**Written problem**
Copy out the stretch of lines from the one containing "shirt, one line per instance." through the last line below, offsetting every coordinate in the answers by adding 67 to it.
────────────────────
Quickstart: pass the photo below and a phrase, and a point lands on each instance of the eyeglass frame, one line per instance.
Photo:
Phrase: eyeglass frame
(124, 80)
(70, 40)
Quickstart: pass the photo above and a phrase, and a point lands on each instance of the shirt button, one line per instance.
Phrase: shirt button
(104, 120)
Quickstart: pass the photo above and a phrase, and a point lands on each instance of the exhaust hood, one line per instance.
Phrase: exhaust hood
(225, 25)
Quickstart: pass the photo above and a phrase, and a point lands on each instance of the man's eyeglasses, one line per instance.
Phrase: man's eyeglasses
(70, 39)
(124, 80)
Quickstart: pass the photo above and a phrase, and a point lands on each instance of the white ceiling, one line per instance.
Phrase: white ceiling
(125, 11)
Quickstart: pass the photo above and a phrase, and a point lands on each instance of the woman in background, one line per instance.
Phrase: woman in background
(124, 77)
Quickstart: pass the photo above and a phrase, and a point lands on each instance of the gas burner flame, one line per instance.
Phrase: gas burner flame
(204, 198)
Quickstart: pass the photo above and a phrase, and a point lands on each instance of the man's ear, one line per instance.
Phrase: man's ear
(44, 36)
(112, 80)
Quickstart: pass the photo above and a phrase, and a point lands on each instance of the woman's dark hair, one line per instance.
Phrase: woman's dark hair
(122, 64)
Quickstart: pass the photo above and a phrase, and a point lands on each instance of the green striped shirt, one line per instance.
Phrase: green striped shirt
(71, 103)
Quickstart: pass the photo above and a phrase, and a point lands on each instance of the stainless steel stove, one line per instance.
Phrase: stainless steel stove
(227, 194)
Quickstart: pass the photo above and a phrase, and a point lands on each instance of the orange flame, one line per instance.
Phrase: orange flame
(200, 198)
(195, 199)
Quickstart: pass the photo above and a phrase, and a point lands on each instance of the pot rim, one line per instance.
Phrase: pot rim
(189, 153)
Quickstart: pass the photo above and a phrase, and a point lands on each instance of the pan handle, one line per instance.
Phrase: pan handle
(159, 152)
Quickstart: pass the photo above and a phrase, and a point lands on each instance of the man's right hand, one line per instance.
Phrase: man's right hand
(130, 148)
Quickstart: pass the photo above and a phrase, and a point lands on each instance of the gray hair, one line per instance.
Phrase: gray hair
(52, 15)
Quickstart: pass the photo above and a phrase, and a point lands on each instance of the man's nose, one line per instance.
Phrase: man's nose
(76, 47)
────────────────────
**Answer to the exercise**
Quickstart: pass the photo above and a phrase, and a point lands on each instance of the green striped shirt, one line per instance.
Phrase: green striped shirt
(138, 170)
Quickstart: pass the photo above and a phrase, and a point lands on each instance of the stainless steel stove, one line per instance.
Phrase: stainless steel stove
(294, 261)
Quickstart: pass the photo above and a phrase, and a point lands on each instance of the orange flame, one line per instance.
Phrase: orange flame
(267, 265)
(262, 266)
Quickstart: pass the photo above and a phrase, and a point lands on each instance of the pot rim, one line per instance.
Phrase: pot rim
(256, 220)
Quickstart: pass the photo above and a phrase, and a point lands on each instance of the pan handle, one line per instance.
Phrase: pan handle
(226, 219)
Quickstart: pass the photo above and a phrase, and a point lands on each instance of the man's right hand, one line per instance.
Phrase: man's right hand
(197, 215)
Quickstart: pass the photo above and a phrase, and a point lands on each instance of the gray hair, one line per instance.
Phrase: gray hair
(119, 82)
Quickstart: pass the photo above and a phrase, and a point lands on each instance of the man's nose, one line per instance.
Phrase: man's nose
(143, 114)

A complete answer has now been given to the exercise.